**Passage:**
Introduction/Background*The molecular characterisation of endometrial cancer (EC) represents a step towards personalised management. The current ESGO-ESTRO-ESP guidelines classify EC into four groups: POLE mutated (POLEmut), p53 abnormal (p53abn), mismatch repair deficient (MMRd) and the largest group of no specific mutational profile (NSMP). Women with NSMP tumours generally have a good prognosis, but if disease recurs, the prognosis tends to be poor. A proposed additional molecular classifier to improve the risk assessment are mutations of catenin beta 1 (CTNNB1). The aim of this study was to assess the clinicopathological characteristics of women with CTNNB1-mutated tumours for further risk assessment.

**Your objective:** Please quote the endometrial cancer background word for word, between "Introduction/Background*The molecular characterisation" and "further risk assessment.", inclusive.

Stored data

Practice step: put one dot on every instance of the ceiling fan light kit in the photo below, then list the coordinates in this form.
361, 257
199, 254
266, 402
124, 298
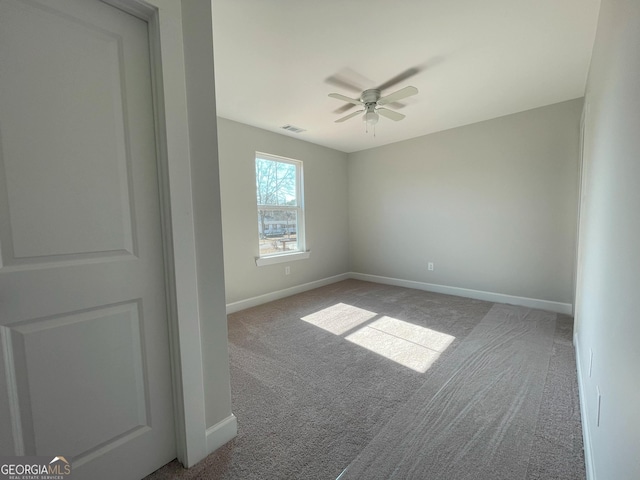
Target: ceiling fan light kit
373, 102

**Result of this task:**
Introduction/Background*The molecular characterisation of endometrial cancer (EC) represents a step towards personalised management. The current ESGO-ESTRO-ESP guidelines classify EC into four groups: POLE mutated (POLEmut), p53 abnormal (p53abn), mismatch repair deficient (MMRd) and the largest group of no specific mutational profile (NSMP). Women with NSMP tumours generally have a good prognosis, but if disease recurs, the prognosis tends to be poor. A proposed additional molecular classifier to improve the risk assessment are mutations of catenin beta 1 (CTNNB1). The aim of this study was to assess the clinicopathological characteristics of women with CTNNB1-mutated tumours for further risk assessment.